### [Vorliegender Textauszug]
Video in Polen zeigt keine Kriegsvorbereitung, sondern Fahrzeuge der Bundeswehr für defensive Nato-Mission
Ein Autofahrer filmt einen Militärkonvoi der Bundeswehr in Polen und behauptet, die Bundeswehr würde „Krieg machen wollen“. Doch der Konvoi war im Rahmen einer Nato-Mission unterwegs, die den polnischen Luftraum schützen soll. Mit einer angeblichen Kriegsvorbereitung Deutschlands hat das nichts zu tun.
„Die wollen Krieg machen, eindeutig“, kommentierte ein Facebook-Nutzer Anfang März das, was er angeblich auf der polnischen Autobahn A2 sieht: Eine Fahrzeugkolonne der Bundeswehr. Er stellt ein Video davon auf Facebook und erntet teils heftigen Widerspruch zu seiner Aussage.
Unsere Recherche zeigt: Der Facebook-Nutzer fuhr nicht auf der A2, sondern auf der Schnellstraße S3. Laut der Bundeswehr fuhr der Militärkonvoi auf polnischer Strecke im Rahmen einer defensiv ausgelegten Nato-Mission.
Video mit Fahrzeugen der Bundeswehr im Westen Polens aufgenommen
Der Mann im Video behauptet, er sei auf der „Warschauer Allee […] im tiefsten Polen“ unterwegs – ein Spitzname für die Autobahn A2, die von Deutschland einmal quer durch Polen bis nach Belarus führt. Weiter sagt der Mann, er wolle zur russischen Grenze fahren. Am Ende des Videos ist ein Schild zu erkennen. Darauf steht, das Kreuz Myślibórz ist noch 3.000 Meter entfernt.
Doch ein Blick auf Google Maps zeigt: Das passt nicht zusammen. Die Autobahn A2 verläuft von Osten nach Westen. Polen grenzt nicht an Russland, lediglich an die russische Provinz „Kaliningrad“. Die liegt allerdings im Norden Polens, weit entfernt von der A2.
Zudem liegt das Kreuz Myślibórz etwa 100 Kilometer von der A2 entfernt und gehört zur Schnellstraße S3.

### [Bereitgestellte Daten]
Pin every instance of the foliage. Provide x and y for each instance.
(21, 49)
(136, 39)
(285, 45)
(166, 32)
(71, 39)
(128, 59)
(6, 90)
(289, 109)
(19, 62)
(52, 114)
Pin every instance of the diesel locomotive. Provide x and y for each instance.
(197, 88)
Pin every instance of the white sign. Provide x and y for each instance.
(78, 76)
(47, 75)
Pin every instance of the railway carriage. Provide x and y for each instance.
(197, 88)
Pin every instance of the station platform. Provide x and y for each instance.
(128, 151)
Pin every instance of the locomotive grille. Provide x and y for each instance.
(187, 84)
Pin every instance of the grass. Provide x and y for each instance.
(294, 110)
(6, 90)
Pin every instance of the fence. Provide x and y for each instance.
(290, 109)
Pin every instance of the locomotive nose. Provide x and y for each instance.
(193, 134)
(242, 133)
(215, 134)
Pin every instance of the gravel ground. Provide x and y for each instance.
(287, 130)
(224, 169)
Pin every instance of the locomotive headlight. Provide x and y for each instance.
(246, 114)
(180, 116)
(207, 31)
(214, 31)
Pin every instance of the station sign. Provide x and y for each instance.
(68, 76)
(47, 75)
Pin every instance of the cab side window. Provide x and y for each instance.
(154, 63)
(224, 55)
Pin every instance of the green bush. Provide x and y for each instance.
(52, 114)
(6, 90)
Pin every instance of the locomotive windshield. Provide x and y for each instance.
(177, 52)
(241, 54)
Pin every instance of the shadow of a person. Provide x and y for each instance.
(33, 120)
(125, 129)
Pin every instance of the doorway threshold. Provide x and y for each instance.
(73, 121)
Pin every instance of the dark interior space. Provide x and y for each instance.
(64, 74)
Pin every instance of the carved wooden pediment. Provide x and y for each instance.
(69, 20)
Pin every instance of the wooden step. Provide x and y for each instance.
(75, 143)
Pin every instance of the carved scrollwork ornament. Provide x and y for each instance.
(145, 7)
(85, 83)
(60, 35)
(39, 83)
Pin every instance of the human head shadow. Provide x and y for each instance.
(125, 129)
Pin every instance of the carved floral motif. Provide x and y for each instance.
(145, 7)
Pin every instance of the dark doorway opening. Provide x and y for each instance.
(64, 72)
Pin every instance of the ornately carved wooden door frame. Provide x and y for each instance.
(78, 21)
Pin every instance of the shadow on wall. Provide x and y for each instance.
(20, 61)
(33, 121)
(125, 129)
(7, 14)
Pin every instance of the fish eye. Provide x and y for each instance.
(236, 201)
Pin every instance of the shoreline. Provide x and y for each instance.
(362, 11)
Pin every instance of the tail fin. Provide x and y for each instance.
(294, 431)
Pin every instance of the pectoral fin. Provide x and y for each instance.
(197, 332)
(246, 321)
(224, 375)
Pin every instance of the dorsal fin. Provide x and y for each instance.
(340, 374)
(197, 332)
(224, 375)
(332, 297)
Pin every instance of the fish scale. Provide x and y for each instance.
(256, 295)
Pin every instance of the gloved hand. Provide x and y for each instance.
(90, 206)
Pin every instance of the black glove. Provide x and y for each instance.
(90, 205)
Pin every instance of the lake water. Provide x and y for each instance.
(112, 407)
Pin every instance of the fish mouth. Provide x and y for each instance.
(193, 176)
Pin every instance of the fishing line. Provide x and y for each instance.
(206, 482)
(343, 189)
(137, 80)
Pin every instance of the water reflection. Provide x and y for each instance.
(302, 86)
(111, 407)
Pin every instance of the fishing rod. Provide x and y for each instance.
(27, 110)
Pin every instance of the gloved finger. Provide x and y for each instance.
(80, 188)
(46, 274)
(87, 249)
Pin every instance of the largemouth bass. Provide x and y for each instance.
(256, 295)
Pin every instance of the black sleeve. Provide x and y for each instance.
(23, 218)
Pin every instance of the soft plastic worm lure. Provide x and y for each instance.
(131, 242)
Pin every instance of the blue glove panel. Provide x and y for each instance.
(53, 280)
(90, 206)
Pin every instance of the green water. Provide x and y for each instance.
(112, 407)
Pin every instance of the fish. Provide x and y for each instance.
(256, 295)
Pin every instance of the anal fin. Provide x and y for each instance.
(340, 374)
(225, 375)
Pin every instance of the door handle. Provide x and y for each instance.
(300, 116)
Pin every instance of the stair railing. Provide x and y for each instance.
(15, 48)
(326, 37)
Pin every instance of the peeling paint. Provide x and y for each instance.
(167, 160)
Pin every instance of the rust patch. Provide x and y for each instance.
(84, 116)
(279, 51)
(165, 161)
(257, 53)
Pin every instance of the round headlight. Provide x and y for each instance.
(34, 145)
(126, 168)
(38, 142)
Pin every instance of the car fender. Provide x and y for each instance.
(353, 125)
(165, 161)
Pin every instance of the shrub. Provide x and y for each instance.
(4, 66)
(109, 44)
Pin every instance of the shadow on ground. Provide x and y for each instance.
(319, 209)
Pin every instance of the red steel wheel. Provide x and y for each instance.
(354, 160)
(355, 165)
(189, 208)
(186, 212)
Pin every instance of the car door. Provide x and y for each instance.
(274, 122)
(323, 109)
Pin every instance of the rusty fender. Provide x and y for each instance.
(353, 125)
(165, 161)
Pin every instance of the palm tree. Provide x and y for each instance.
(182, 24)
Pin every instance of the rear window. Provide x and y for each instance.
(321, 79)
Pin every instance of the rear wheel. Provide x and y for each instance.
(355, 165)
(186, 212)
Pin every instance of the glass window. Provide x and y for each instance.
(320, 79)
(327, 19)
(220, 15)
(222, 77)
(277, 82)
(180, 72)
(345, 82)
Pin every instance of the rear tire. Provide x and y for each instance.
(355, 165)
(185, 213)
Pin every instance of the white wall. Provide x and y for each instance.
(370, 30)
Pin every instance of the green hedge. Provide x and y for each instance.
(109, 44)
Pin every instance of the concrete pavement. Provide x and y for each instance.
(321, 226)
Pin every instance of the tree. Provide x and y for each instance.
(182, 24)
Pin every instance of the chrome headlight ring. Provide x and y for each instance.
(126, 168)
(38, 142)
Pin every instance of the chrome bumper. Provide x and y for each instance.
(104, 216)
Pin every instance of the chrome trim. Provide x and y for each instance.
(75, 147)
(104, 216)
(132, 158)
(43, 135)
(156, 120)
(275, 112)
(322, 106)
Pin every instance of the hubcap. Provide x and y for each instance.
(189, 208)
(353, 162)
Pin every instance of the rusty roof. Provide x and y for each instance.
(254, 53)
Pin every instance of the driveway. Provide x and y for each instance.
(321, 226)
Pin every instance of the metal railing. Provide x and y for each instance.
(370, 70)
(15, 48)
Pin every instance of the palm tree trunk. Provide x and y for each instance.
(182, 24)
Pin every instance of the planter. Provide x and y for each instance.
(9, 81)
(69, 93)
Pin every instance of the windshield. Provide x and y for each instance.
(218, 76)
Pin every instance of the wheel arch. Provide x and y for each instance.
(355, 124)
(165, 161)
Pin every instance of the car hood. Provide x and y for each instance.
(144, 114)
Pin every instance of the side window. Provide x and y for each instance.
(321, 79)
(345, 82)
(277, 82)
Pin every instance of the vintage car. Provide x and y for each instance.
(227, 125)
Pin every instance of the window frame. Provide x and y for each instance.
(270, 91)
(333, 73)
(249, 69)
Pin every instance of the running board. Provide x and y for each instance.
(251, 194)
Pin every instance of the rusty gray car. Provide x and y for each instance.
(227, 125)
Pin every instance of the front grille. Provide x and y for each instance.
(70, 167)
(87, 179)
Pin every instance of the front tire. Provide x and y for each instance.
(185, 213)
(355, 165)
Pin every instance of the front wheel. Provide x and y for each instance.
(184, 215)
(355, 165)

### [Fragen zum Material]
a: Schreiben Sie bitte aus dem Textauszug den Abschnitt ab, beginnend bei „Doch ein Blick“ und endend bei „von der A2.“.
b: Prüfen Sie anhand des Textauszugs, ob diese Aussagen zutreffen: (i) Laut der Recherche fuhr der Facebook-Nutzer auf der Autobahn A2. (ii) Polen grenzt an die russische Provinz Kaliningrad. (iii) Das Kreuz Myślibórz gehört zur Schnellstraße S3. Antworten Sie jeweils mit Ja oder Nein und belegen Sie das mit einem wörtlichen Zitat der entscheidenden Worte.

### [Ergebnisse je Aufgabe]
a:
Doch ein Blick auf Google Maps zeigt: Das passt nicht zusammen. Die Autobahn A2 verläuft von Osten nach Westen. Polen grenzt nicht an Russland, lediglich an die russische Provinz „Kaliningrad“. Die liegt allerdings im Norden Polens, weit entfernt von der A2.

b:
(i) Nein: „Der Facebook-Nutzer fuhr nicht auf der A2, sondern auf der Schnellstraße S3.“
(ii) Ja: „Polen grenzt nicht an Russland, lediglich an die russische Provinz“
(iii) Ja: „und gehört zur Schnellstraße S3“